◆ AIM OF THE EXERCISE:
Whenever "below" appears in a line, please copy that line from the data.

(Natural-language object grounding data)
:::
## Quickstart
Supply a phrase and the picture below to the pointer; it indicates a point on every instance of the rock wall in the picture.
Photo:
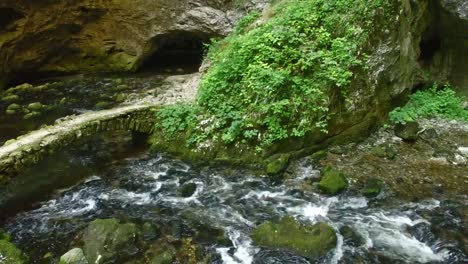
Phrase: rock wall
(39, 38)
(445, 43)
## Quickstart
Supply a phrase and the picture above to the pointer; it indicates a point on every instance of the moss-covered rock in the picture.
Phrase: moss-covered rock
(109, 240)
(31, 115)
(10, 98)
(408, 131)
(74, 256)
(350, 236)
(36, 106)
(10, 254)
(102, 105)
(161, 253)
(372, 188)
(310, 241)
(319, 155)
(4, 235)
(333, 182)
(188, 189)
(277, 164)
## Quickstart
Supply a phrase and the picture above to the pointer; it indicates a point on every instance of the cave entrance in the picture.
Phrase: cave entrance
(176, 52)
(8, 16)
(430, 45)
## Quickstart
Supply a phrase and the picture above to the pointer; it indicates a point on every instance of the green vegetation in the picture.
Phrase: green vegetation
(9, 253)
(275, 76)
(333, 182)
(307, 240)
(433, 102)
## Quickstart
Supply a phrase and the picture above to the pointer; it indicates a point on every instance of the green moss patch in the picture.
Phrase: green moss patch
(310, 241)
(333, 182)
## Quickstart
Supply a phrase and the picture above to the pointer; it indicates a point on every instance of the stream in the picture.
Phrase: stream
(100, 179)
(144, 188)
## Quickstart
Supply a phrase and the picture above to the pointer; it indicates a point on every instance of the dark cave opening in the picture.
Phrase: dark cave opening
(429, 46)
(180, 52)
(8, 16)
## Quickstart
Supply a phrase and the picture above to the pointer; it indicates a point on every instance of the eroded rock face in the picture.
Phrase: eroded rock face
(445, 43)
(46, 37)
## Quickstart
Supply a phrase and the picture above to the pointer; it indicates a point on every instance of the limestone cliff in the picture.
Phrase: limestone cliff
(40, 38)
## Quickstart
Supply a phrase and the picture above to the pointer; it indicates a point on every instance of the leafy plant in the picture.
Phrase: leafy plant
(433, 102)
(271, 80)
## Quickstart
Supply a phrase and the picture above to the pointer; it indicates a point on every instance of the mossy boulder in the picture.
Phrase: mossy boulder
(10, 98)
(277, 164)
(10, 254)
(350, 236)
(36, 106)
(109, 240)
(74, 256)
(102, 105)
(384, 151)
(372, 187)
(311, 241)
(319, 155)
(333, 182)
(13, 109)
(31, 115)
(188, 189)
(4, 235)
(408, 131)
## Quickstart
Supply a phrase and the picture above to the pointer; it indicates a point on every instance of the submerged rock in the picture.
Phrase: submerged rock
(74, 256)
(350, 236)
(107, 240)
(372, 188)
(10, 254)
(188, 189)
(333, 182)
(310, 241)
(277, 164)
(408, 131)
(277, 257)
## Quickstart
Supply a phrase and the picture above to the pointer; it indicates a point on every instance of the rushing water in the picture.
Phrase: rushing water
(145, 189)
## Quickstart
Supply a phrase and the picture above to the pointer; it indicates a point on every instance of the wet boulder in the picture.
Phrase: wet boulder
(108, 240)
(74, 256)
(278, 257)
(161, 252)
(277, 164)
(10, 254)
(350, 236)
(188, 189)
(333, 182)
(407, 131)
(372, 187)
(310, 241)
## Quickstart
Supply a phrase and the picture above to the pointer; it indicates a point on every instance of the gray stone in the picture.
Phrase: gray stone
(74, 256)
(408, 131)
(107, 240)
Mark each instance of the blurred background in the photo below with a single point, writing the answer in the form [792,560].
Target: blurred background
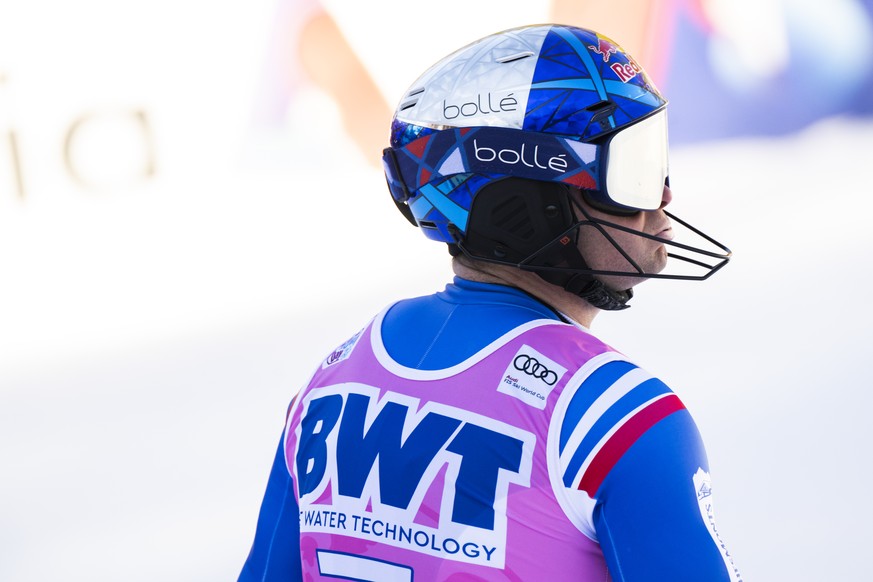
[192,215]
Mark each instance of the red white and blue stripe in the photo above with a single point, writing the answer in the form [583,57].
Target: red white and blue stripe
[614,406]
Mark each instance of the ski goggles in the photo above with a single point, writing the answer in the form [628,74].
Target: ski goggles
[624,172]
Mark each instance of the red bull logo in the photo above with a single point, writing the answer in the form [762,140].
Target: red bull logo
[605,48]
[626,72]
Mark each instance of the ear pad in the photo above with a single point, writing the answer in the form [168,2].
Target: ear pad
[513,218]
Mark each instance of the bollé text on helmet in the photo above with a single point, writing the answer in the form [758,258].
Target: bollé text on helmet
[511,157]
[474,108]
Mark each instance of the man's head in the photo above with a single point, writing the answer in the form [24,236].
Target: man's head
[545,148]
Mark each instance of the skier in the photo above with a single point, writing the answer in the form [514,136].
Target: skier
[484,432]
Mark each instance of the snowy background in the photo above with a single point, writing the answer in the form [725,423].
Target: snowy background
[170,272]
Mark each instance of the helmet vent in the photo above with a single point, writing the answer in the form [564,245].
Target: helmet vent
[411,102]
[515,57]
[512,216]
[599,106]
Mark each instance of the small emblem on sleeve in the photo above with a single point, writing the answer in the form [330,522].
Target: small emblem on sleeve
[703,486]
[342,352]
[531,377]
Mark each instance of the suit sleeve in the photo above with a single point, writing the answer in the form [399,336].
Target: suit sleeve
[275,553]
[635,478]
[653,514]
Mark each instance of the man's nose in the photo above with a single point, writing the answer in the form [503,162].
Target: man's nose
[666,197]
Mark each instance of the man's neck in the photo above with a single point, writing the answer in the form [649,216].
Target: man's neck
[558,299]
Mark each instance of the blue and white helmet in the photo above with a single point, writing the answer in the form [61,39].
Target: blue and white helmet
[488,141]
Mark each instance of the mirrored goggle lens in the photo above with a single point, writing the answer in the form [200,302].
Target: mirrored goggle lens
[637,163]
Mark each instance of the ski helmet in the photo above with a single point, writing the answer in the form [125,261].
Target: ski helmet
[488,144]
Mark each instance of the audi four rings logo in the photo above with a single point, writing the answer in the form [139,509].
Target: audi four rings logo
[532,367]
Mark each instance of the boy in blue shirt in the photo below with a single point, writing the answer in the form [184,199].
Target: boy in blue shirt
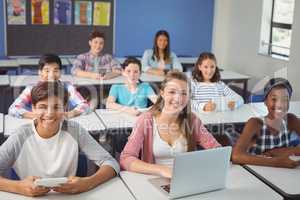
[50,67]
[49,148]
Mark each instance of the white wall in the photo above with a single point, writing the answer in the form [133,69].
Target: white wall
[236,41]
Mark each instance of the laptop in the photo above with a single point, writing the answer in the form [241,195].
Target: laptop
[196,172]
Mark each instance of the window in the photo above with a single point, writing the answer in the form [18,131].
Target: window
[276,29]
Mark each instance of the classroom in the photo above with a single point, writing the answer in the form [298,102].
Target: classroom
[143,100]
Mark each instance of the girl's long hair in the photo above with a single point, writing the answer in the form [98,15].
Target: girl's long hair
[166,50]
[197,74]
[185,116]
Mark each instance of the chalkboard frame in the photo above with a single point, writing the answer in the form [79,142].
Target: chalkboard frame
[68,40]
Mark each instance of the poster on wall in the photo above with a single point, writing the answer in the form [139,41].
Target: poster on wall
[16,13]
[101,13]
[40,12]
[62,12]
[83,13]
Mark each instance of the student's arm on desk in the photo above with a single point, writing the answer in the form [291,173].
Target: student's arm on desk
[241,156]
[77,185]
[129,159]
[293,125]
[25,187]
[155,71]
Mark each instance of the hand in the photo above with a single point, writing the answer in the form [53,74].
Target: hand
[133,111]
[27,187]
[285,161]
[231,105]
[74,185]
[71,114]
[31,115]
[97,76]
[165,171]
[277,152]
[209,106]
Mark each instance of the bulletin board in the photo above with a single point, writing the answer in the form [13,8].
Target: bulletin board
[56,26]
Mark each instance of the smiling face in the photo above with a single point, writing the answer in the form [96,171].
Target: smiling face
[277,102]
[50,114]
[50,72]
[207,69]
[96,45]
[132,73]
[162,42]
[175,96]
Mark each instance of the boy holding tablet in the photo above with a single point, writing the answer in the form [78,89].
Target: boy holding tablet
[49,148]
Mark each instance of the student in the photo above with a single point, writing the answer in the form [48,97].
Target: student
[131,95]
[169,128]
[208,91]
[160,59]
[267,140]
[94,64]
[49,147]
[50,67]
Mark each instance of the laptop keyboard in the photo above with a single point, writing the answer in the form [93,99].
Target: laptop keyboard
[166,188]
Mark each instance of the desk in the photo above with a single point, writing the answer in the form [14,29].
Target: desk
[285,181]
[230,76]
[239,115]
[35,61]
[5,93]
[32,63]
[294,108]
[90,122]
[12,123]
[112,189]
[4,80]
[240,185]
[114,119]
[25,80]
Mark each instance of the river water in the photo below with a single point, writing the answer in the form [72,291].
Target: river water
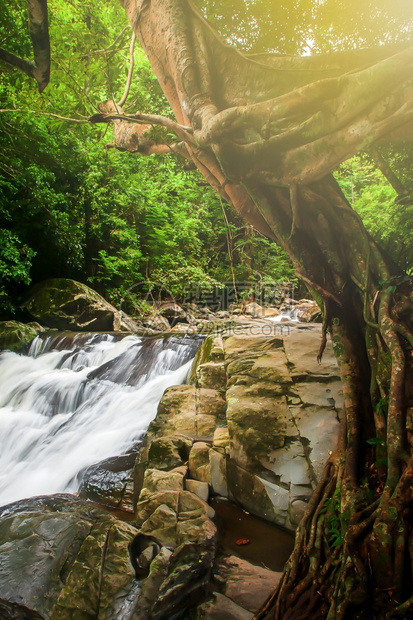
[75,399]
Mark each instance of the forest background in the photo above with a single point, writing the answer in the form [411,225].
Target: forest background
[71,207]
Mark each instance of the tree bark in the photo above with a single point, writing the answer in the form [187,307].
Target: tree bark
[265,131]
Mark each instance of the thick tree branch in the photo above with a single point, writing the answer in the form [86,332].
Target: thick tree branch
[125,95]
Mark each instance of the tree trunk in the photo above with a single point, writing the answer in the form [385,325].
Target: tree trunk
[265,131]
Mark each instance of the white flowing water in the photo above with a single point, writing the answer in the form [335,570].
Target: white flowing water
[75,400]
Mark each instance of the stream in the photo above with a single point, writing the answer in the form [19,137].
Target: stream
[74,399]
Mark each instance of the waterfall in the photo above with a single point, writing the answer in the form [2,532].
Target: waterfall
[76,399]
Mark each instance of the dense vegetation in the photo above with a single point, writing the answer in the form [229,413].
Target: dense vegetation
[69,207]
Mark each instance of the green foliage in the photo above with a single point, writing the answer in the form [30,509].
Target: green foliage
[71,208]
[303,26]
[371,195]
[337,520]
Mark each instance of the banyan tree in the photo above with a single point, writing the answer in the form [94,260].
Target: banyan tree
[266,130]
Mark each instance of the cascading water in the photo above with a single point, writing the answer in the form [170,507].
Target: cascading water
[76,399]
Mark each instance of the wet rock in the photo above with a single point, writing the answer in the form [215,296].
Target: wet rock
[106,481]
[169,452]
[247,585]
[211,375]
[162,525]
[218,466]
[190,411]
[199,467]
[201,489]
[312,314]
[188,580]
[15,335]
[150,587]
[61,557]
[220,607]
[70,305]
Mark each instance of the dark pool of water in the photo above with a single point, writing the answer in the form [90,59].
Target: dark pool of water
[270,546]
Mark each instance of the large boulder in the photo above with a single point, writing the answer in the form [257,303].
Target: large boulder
[70,305]
[15,335]
[60,557]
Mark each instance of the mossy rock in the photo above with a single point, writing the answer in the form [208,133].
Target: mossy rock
[69,305]
[15,335]
[62,557]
:::
◆ PROBLEM SOLUTION:
Supply a phrase and the picture below to the pointer; it indicates a point on every instance of the rock wall in the picture.
Mark each instance of the blurred background in the photo below with a single point, writing the answer in the form [792,560].
Mark each instance of the boy in blue shirt in the photo below with a single point, writing the answer in the form [184,199].
Mark each instance of the river water in the photo below with a single point, writing the answer in the form [72,291].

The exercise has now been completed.